### [Instructions to follow]
The material must be repeated exactly, with every line intact.

### [Data provided]
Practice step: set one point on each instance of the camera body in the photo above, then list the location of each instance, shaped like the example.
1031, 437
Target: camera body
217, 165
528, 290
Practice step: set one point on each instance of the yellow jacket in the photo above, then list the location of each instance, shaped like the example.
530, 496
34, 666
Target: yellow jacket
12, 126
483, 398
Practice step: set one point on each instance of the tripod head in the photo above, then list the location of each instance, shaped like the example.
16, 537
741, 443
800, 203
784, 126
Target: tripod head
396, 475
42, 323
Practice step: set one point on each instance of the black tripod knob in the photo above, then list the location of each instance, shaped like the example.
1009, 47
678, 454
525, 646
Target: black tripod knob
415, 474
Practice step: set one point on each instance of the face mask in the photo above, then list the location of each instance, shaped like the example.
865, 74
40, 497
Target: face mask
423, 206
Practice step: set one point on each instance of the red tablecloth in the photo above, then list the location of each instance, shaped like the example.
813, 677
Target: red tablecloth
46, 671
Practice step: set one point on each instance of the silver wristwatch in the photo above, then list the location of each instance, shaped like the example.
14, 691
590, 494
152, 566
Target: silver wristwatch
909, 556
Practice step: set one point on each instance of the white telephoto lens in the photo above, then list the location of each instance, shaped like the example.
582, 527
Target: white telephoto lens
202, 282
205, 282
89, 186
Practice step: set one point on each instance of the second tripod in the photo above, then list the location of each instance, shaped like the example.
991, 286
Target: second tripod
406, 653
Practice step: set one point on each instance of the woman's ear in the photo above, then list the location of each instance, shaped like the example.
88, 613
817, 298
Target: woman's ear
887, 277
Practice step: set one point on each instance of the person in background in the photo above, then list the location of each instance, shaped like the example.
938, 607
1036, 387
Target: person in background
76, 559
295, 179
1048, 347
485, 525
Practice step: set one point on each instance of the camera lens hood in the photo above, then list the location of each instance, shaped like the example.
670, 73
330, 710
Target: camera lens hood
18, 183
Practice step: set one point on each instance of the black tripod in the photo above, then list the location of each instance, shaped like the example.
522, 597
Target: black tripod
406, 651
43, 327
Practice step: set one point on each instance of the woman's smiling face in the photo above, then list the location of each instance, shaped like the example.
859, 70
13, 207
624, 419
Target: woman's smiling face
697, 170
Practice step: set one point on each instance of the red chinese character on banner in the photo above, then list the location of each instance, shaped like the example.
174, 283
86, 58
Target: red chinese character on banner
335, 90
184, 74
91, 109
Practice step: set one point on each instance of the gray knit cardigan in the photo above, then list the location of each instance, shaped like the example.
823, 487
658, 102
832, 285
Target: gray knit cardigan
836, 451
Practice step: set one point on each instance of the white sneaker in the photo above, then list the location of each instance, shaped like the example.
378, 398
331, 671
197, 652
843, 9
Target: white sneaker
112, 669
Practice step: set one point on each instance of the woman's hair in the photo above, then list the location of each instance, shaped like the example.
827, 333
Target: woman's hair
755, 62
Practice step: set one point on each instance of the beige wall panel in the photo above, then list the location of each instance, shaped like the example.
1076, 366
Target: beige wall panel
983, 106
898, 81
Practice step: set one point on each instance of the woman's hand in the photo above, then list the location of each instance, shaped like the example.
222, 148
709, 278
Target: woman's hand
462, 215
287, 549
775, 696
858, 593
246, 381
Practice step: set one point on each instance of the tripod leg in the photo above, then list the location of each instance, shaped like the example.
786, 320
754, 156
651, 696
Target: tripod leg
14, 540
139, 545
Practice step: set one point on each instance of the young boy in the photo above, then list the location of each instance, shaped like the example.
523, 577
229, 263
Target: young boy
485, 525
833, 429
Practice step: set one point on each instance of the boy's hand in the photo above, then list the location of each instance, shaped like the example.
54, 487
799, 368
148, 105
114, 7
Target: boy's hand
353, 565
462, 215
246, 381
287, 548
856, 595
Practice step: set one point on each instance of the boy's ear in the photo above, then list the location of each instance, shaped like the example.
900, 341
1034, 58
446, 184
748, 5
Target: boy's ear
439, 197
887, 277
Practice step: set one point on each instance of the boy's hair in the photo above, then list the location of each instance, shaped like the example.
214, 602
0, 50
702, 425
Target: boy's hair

### [Solution below]
Practice step: set one point on each instance of the camera body in the photo above, then list the location of each instance, shaped like the example.
1031, 437
Target: camera body
217, 165
528, 290
Practice step: set one point on each instance of the yellow jacket in the photo above, then list the location of each instance, shaped like the example.
530, 496
34, 666
Target: yellow jacket
12, 126
483, 398
Practice step: set one point on each instance of the tripod head in the photo above, then list the location of each instance, shaped like the example.
16, 537
741, 443
800, 203
784, 126
Target: tripod head
396, 475
42, 323
Practice step: set one point on each instance of the black tripod knob in the photo above, then list the location of each instance, shaped like the example.
1009, 47
678, 454
525, 646
Target: black tripod knob
415, 474
Practice step: set one point on each instance of the face mask in the photo above, then list the location of each instance, shaped like the example.
865, 74
40, 497
Target: face mask
423, 206
Practice step: set one point on each instance of the red tablecloth in the photo above, then list the location of each instance, shaped like the example.
813, 677
Target: red tablecloth
46, 671
Practice step: set one point on each instance of the silver wristwatch in the photo above, then list the location of each instance, shaped like the example.
14, 691
590, 494
152, 566
Target: silver wristwatch
909, 556
Practice step: set one point on each instance of the white telephoto lens in the photo above, then list the location of each instance, shaped like the example.
582, 527
Target: white telephoto lens
202, 282
205, 282
89, 186
Practice step: set one point on each instance of the second tripod in the photo above, then list the location of each instance, shaped like the example.
991, 286
Target: second tripod
406, 653
Practice step: set one point on each instance of the woman's ear in the photo above, then list the location of each instance, shaped like the example.
88, 613
817, 298
Target: woman's ear
887, 277
Practice step: set one point on each instance of the person in background in the photo above, then list the location of each instance, shaped like the example.
938, 607
1036, 387
Target: person in background
76, 559
295, 179
1048, 347
485, 525
Practice step: set one point on each instance of the camera lens hood in the photo above, then list the location of each instance, shaped like the example.
670, 73
330, 710
Target: camera lens hood
18, 183
Practice step: set one point on each instance of the black tripod in the photo above, then list the location of each instance, shaped like the example.
522, 597
Target: black tripod
406, 651
43, 327
Practice step: set one point on each instance of the woman's smiling face in the photo above, then list the location of each instance, shaped like the example.
859, 70
13, 207
624, 419
Target: woman's smiling face
697, 170
Practice step: set one point on each instance of the red chinese character on banner in the photo above, then list the location of each instance, shaped like the example.
174, 283
86, 58
Target: red chinese character on banner
335, 90
184, 74
91, 109
Practice step: set one point on each instance of the gray knit cardigan in the photo above, then list the location of each instance, shaped like the example.
823, 487
658, 102
832, 285
Target: gray knit cardigan
836, 451
Practice step: set one point on each instance of the white sneaker in the photo above, then list the location of each instance, shaped like the example.
378, 398
331, 671
197, 652
843, 9
Target: white sneaker
112, 669
Practice step: set one point on each instance of the woman's hair in the photo above, then list the location of each instance, shaped like the example.
827, 333
Target: woman's hair
755, 62
Practice step: set one point on each instance of the beige wall panel in the photo above, then list the location of each instance, shaped like the example.
1076, 366
Target: beige wall panel
983, 106
898, 81
Practice step: set one point on each instance of the woman's hand in the photo above, then list the location of each instance, shaped like the example.
222, 148
709, 278
Target: woman's hand
462, 215
287, 549
775, 696
858, 593
246, 381
Practice step: set one point on each instance of the tripod leg in the photo above, then list the location of each instance, shaped like the example.
786, 320
754, 156
651, 696
Target: tripod leg
14, 540
139, 545
Practice step: set one point on each instance of the young boy in the photo above, then list the location of each instance, shaped like the example.
523, 577
229, 263
Target: young boy
485, 525
833, 429
Practice step: set one point on each instance of the boy's hand in the photo above, then list the location of each instance, shaped like the example.
54, 487
799, 368
148, 105
114, 7
Target: boy's hand
353, 565
462, 215
246, 381
287, 548
856, 595
Practice step: set one point on each instance of the boy's ear in the photo above, then list the location of each instance, shaped like the example.
900, 341
1034, 58
446, 184
748, 5
Target: boy's ear
439, 197
887, 277
Practice step: set one point on each instance of the boy's hair in the photo above, then list the location of each instance, shaped like the example.
214, 602
0, 50
702, 425
Target: boy's hair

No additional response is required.